§ **THINGS TO DO**:
• A. In the book review, what did Irving discover while writing Until I Find You?
• B. Transcribe the book review from "Unfortunately, the book" up to and including "called editorial objectivity.".
• C. Write the next part of the book review, starting after its final sentence.

§ **EXERCISE PASSAGE**:
It was while writing Until I Find You that Irving discovered the identity of his own biological father. In addition, he has gone public about being seduced as a pre-teen by an older woman, a fate that also befalls Jack. Although he reworked the entire manuscript, changing the narrative from first to third person, such autobiographical themes still come at the expense of plot momentum. Yet, there's fun to be had here: Irving is, after all, a master of verisimilitude. He's at his best when convincing us with his own trippy realism, such as the homemade tattoo ink concocted from "soot on oil lamps... mixed with molasses" or the needles sterilised in clam pots.
Unfortunately, the book is most notable as an example of the growing trend for publishers to pander to their cash-cow authors. This 800-page tome is published by Bloomsbury - you may have noticed another recent shelf-creaking title from their stable concerning a plucky boy wizard. In My Movie Business, Irving's fabulous memoir on film adaptation, he practically confesses to being a control freak. "In the book-publishing business, I submit a novel to my editor. He suggests cuts, additions, line edits - none of which I am forced to accept," he asserts. "Then there's the catalogue copy, and the front flap and back-flap copy - over all of which I am given the last word. Imagine writing a novel and having someone else, without your approval, design the jacket?" Get a grip, John, that's precisely what most authors submit to. It's called editorial objectivity.

§ **INFORMATION SUPPLIED**:
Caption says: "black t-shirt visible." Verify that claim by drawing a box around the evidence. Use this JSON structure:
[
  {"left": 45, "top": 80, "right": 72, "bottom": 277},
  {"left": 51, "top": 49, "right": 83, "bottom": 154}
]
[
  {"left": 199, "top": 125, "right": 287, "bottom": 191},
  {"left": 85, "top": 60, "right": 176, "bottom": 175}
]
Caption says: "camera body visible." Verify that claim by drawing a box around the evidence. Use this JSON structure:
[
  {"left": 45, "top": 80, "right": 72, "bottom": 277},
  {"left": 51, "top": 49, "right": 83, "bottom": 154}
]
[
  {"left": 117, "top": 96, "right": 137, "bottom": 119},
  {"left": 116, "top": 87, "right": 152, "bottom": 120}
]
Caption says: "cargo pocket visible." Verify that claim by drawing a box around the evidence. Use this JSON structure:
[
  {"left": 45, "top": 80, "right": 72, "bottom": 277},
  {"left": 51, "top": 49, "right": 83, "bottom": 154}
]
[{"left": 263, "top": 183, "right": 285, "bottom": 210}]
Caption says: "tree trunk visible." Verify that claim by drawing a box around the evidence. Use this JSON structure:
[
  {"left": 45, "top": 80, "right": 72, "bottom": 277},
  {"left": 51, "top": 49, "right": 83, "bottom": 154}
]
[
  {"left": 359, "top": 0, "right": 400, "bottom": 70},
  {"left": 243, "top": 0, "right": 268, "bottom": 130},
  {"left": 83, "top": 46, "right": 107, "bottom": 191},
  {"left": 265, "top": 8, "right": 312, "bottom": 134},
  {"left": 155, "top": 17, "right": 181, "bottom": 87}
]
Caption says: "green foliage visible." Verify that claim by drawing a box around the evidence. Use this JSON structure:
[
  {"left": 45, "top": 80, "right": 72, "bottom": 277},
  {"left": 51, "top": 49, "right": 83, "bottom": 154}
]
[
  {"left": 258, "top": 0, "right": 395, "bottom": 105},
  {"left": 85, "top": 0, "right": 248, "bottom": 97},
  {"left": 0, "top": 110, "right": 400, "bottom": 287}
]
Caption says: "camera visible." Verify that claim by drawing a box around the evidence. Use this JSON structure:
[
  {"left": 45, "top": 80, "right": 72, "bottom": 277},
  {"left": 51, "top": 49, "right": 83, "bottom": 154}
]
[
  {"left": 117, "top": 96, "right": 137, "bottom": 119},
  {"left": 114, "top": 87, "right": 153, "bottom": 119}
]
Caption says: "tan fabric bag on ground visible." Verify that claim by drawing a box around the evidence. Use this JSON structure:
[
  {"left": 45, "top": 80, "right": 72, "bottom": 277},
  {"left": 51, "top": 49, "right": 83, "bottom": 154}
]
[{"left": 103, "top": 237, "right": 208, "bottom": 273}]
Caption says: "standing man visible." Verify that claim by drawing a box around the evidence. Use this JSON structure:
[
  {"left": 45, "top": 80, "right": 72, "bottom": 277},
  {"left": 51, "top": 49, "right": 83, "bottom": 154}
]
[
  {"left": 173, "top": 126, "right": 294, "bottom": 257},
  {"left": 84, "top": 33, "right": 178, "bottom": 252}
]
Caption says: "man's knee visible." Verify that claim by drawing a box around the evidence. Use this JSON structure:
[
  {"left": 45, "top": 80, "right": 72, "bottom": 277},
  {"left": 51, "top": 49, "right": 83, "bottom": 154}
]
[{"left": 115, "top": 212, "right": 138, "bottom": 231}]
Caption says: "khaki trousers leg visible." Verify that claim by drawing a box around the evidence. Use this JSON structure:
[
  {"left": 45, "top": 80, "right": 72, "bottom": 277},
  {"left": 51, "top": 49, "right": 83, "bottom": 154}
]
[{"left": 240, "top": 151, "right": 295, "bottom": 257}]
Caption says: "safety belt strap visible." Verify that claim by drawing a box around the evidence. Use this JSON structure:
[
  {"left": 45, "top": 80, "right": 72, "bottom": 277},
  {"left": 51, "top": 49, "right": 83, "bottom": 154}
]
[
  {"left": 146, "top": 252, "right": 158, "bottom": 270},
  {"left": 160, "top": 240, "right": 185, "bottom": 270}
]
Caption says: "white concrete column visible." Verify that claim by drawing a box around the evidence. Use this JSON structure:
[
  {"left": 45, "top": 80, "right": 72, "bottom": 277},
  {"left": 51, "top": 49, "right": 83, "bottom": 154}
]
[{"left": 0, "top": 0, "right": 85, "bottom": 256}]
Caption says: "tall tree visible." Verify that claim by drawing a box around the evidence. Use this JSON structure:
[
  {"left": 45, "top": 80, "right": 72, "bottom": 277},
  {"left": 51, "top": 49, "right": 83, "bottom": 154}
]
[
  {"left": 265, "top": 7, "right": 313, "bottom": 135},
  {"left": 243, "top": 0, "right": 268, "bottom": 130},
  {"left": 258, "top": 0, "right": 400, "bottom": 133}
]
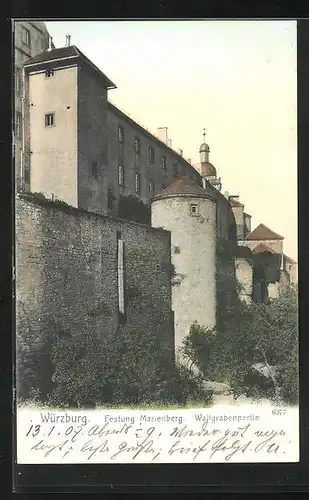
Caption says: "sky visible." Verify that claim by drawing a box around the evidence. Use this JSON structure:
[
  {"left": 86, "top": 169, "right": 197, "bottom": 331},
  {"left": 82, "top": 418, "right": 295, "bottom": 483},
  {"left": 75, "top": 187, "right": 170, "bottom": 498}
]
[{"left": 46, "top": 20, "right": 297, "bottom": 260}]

§ **ANSWERS FOR THE TASKS**:
• A. He discovered the identity of his own biological father.

• B.
Unfortunately, the book is most notable as an example of the growing trend for publishers to pander to their cash-cow authors. This 800-page tome is published by Bloomsbury - you may have noticed another recent shelf-creaking title from their stable concerning a plucky boy wizard. In My Movie Business, Irving's fabulous memoir on film adaptation, he practically confesses to being a control freak. "In the book-publishing business, I submit a novel to my editor. He suggests cuts, additions, line edits - none of which I am forced to accept," he asserts. "Then there's the catalogue copy, and the front flap and back-flap copy - over all of which I am given the last word. Imagine writing a novel and having someone else, without your approval, design the jacket?" Get a grip, John, that's precisely what most authors submit to. It's called editorial objectivity.

• C.
It's telling that Irving begins the novel with a quote from William Maxwell's So Long, See You Tomorrow. Maxwell, long time editor of the New Yorker, was older than Irving is now when he wrote it and he understood perfectly the power of restraint. Rather than working out the biceps with Irving's epic I'd recommended tracking down Maxwell's cool, small polo mint of a novella, which provides heartfelt riffs on memory's tricks and the echoes of significant loss in a way this simply does not. And all in just 135 sublime pages.